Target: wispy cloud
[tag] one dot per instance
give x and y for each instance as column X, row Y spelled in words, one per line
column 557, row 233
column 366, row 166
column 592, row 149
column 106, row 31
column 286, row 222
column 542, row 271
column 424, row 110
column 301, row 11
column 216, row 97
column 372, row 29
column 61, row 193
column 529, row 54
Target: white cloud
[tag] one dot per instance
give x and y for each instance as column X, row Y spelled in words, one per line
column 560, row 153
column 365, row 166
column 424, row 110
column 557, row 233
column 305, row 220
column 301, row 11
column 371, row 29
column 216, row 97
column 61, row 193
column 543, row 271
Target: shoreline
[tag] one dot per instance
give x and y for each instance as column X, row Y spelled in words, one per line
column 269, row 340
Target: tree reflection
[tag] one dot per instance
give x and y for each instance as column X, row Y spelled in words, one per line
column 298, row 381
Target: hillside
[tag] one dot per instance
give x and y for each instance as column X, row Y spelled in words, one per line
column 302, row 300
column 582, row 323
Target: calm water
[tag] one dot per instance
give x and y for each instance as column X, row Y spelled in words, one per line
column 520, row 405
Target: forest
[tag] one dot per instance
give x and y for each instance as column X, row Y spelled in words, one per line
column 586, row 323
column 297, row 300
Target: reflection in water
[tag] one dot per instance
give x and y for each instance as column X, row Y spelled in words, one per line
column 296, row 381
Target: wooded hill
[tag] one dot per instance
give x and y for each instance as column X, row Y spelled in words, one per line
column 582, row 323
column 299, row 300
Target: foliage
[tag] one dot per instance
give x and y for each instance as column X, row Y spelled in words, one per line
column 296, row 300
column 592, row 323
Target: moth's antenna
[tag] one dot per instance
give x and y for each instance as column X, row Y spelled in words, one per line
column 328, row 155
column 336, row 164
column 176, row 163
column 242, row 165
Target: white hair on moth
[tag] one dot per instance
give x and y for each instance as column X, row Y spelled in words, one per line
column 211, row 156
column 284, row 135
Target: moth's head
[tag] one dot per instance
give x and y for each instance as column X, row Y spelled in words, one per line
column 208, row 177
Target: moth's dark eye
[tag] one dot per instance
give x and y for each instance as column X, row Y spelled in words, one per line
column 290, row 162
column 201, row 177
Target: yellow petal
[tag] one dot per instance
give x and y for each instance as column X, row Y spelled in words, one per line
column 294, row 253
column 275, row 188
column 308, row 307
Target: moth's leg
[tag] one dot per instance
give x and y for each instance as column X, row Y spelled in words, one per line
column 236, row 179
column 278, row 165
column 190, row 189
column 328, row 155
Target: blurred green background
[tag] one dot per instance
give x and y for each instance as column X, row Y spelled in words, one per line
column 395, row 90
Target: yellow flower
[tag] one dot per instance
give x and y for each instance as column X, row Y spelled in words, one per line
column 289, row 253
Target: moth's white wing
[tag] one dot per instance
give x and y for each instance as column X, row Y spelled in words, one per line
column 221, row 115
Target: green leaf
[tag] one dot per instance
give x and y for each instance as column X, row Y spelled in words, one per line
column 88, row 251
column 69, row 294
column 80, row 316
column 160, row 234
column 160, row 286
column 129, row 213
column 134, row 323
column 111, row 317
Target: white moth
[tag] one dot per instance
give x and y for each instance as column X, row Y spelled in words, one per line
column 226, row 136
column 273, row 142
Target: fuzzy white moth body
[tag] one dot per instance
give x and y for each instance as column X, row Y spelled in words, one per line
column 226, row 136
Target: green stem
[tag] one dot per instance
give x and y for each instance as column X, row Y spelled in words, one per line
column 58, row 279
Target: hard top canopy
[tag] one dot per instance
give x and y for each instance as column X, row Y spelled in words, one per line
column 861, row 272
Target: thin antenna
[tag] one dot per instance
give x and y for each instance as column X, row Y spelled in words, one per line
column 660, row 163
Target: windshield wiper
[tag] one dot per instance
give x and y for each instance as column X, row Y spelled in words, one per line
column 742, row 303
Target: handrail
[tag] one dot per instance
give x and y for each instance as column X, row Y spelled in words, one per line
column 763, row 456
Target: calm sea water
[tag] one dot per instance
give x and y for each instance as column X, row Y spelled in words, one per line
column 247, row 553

Required work:
Lay out every line of all the rows above as a Markdown table with two columns, "Line No" for the line's number and "Text" for the line itself. Leave out blank lines.

Result of the task:
| Line No | Text |
|---|---|
| 1 | Target: wispy cloud |
| 2 | [tag] one dot per instance |
| 3 | give x and y for each instance as column X, row Y spelled in words, one per line |
| 4 | column 557, row 233 |
| 5 | column 366, row 166 |
| 6 | column 592, row 149 |
| 7 | column 106, row 31 |
| 8 | column 286, row 222 |
| 9 | column 542, row 271 |
| 10 | column 424, row 110 |
| 11 | column 301, row 11 |
| 12 | column 216, row 97 |
| 13 | column 372, row 29 |
| 14 | column 61, row 193 |
| 15 | column 529, row 54 |
| 16 | Target: white cloud |
| 17 | [tag] one dot per instance |
| 18 | give x and y for each instance as column X, row Y spelled in words, one per line |
| 19 | column 560, row 153 |
| 20 | column 365, row 166 |
| 21 | column 424, row 110 |
| 22 | column 557, row 233 |
| 23 | column 305, row 220 |
| 24 | column 301, row 11 |
| 25 | column 371, row 29 |
| 26 | column 216, row 97 |
| 27 | column 61, row 193 |
| 28 | column 543, row 271 |
| 29 | Target: shoreline |
| 30 | [tag] one dot per instance |
| 31 | give x and y for each instance as column X, row Y spelled in words, one per line |
| 32 | column 269, row 340 |
| 33 | Target: tree reflection |
| 34 | [tag] one dot per instance |
| 35 | give x and y for each instance as column X, row Y spelled in words, one per line |
| 36 | column 298, row 381 |
| 37 | Target: hillside |
| 38 | [tag] one dot per instance |
| 39 | give x and y for each instance as column X, row Y spelled in words, one per line |
| 40 | column 302, row 300 |
| 41 | column 582, row 323 |
| 42 | Target: calm water |
| 43 | [tag] one dot per instance |
| 44 | give x and y for each instance as column X, row Y spelled in words, one per line |
| 45 | column 520, row 405 |
| 46 | Target: forest |
| 47 | [tag] one dot per instance |
| 48 | give x and y for each instance as column X, row Y spelled in words, one per line |
| 49 | column 586, row 323 |
| 50 | column 297, row 300 |
| 51 | Target: reflection in water |
| 52 | [tag] one dot per instance |
| 53 | give x and y for each instance as column X, row Y spelled in words, one per line |
| 54 | column 296, row 381 |
| 55 | Target: wooded hill |
| 56 | [tag] one dot per instance |
| 57 | give x and y for each instance as column X, row Y spelled in words, one per line |
| 58 | column 582, row 323 |
| 59 | column 299, row 300 |
| 60 | Target: foliage |
| 61 | [tag] one dot per instance |
| 62 | give x and y for each instance as column X, row Y spelled in words, one per line |
| 63 | column 296, row 300 |
| 64 | column 592, row 323 |
| 65 | Target: moth's antenna |
| 66 | [tag] one dot per instance |
| 67 | give x and y for each instance as column X, row Y spelled in words, one per line |
| 68 | column 328, row 155 |
| 69 | column 336, row 164 |
| 70 | column 176, row 163 |
| 71 | column 242, row 165 |
| 72 | Target: white hair on moth |
| 73 | [tag] one dot per instance |
| 74 | give x and y for each instance as column X, row Y spelled in words, one per line |
| 75 | column 211, row 156 |
| 76 | column 284, row 135 |
| 77 | Target: moth's head |
| 78 | [tag] one dot per instance |
| 79 | give x and y for each instance as column X, row Y spelled in words, one per line |
| 80 | column 208, row 177 |
| 81 | Target: moth's dark eye |
| 82 | [tag] one dot per instance |
| 83 | give x and y for each instance as column X, row Y spelled in words, one per line |
| 84 | column 290, row 162 |
| 85 | column 201, row 177 |
| 86 | Target: yellow petal |
| 87 | [tag] one dot per instance |
| 88 | give x and y for each instance as column X, row Y spelled in words, one per line |
| 89 | column 294, row 253 |
| 90 | column 275, row 188 |
| 91 | column 308, row 307 |
| 92 | Target: moth's leg |
| 93 | [tag] one dot per instance |
| 94 | give x and y for each instance as column X, row Y spelled in words, one per line |
| 95 | column 236, row 179 |
| 96 | column 278, row 165 |
| 97 | column 190, row 189 |
| 98 | column 328, row 155 |
| 99 | Target: blurred green background |
| 100 | [tag] one dot per instance |
| 101 | give x and y for each instance as column X, row Y spelled in words, one per line |
| 102 | column 395, row 90 |
| 103 | Target: yellow flower |
| 104 | [tag] one dot per instance |
| 105 | give x and y for each instance as column X, row Y spelled in words, one per line |
| 106 | column 289, row 253 |
| 107 | Target: moth's white wing |
| 108 | [tag] one dot per instance |
| 109 | give x and y for each instance as column X, row Y spelled in words, one per line |
| 110 | column 221, row 115 |
| 111 | Target: green leaf |
| 112 | [tag] one dot per instance |
| 113 | give x and y for each instance as column X, row Y spelled in words, one per line |
| 114 | column 88, row 251 |
| 115 | column 69, row 294 |
| 116 | column 80, row 316 |
| 117 | column 160, row 234 |
| 118 | column 160, row 286 |
| 119 | column 129, row 213 |
| 120 | column 134, row 323 |
| 121 | column 111, row 317 |
| 122 | Target: white moth |
| 123 | [tag] one dot per instance |
| 124 | give x and y for each instance as column X, row Y spelled in words, one per line |
| 125 | column 226, row 136 |
| 126 | column 273, row 142 |
| 127 | Target: fuzzy white moth body |
| 128 | [tag] one dot per instance |
| 129 | give x and y for each instance as column X, row Y spelled in words, one per line |
| 130 | column 226, row 136 |
| 131 | Target: green stem |
| 132 | [tag] one dot per instance |
| 133 | give x and y for each instance as column X, row Y spelled in words, one per line |
| 134 | column 58, row 279 |
| 135 | Target: hard top canopy |
| 136 | [tag] one dot per instance |
| 137 | give x and y for each instance as column X, row Y spelled in words, one per line |
| 138 | column 861, row 272 |
| 139 | Target: thin antenna |
| 140 | [tag] one dot per instance |
| 141 | give x and y for each instance as column X, row Y spelled in words, one per line |
| 142 | column 660, row 163 |
| 143 | Target: windshield wiper |
| 144 | [tag] one dot per instance |
| 145 | give x and y for each instance as column X, row Y spelled in words, one per line |
| 146 | column 742, row 303 |
| 147 | Target: handrail |
| 148 | [tag] one dot per instance |
| 149 | give x and y for each instance as column X, row Y spelled in words, one per line |
| 150 | column 763, row 456 |
| 151 | Target: calm sea water |
| 152 | [tag] one dot per instance |
| 153 | give x and y for each instance as column X, row Y spelled in words, one per line |
| 154 | column 247, row 553 |